_What to do:_
Add 80 to every coordinate value in the answers of the data, from the line containing "Where can you find the tree" to the line containing "Where can you find the small". Output that span in full, request lines included.

Start of Data to process

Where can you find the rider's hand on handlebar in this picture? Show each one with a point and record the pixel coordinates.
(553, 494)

End of Data to process
Start of Data to process

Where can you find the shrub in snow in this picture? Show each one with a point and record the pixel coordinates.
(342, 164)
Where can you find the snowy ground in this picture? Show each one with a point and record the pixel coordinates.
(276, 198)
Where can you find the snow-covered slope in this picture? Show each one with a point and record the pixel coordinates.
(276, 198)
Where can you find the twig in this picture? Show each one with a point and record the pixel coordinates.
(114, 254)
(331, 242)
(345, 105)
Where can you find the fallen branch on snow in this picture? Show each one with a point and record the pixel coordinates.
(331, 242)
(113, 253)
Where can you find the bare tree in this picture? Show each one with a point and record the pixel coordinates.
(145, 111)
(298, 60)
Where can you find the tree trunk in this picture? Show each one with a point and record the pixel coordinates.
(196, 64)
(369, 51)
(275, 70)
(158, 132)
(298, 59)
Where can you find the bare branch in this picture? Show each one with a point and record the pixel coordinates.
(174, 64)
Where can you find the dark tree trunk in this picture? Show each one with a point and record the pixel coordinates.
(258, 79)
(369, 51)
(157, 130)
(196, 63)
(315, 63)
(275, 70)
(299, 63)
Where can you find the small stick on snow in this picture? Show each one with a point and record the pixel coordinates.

End of Data to process
Start of Data to process

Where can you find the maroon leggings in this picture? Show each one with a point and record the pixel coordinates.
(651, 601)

End of Data to process

_Answer to this task:_
Where can you find the tree trunk in this picture? Show each one with a point and record the pixel coordinates.
(276, 144)
(449, 131)
(355, 150)
(238, 212)
(378, 139)
Where can you find the bare branch in this picture? Show each one with a point and record the pixel coordinates.
(254, 144)
Where can you find the dark tree trunk in this picture? Show each one with a point and record the pixel coordinates.
(338, 159)
(449, 131)
(237, 210)
(276, 143)
(395, 143)
(355, 150)
(379, 143)
Where can you find the small stick on snow in this picture? Show each one with a point and record the pixel coordinates.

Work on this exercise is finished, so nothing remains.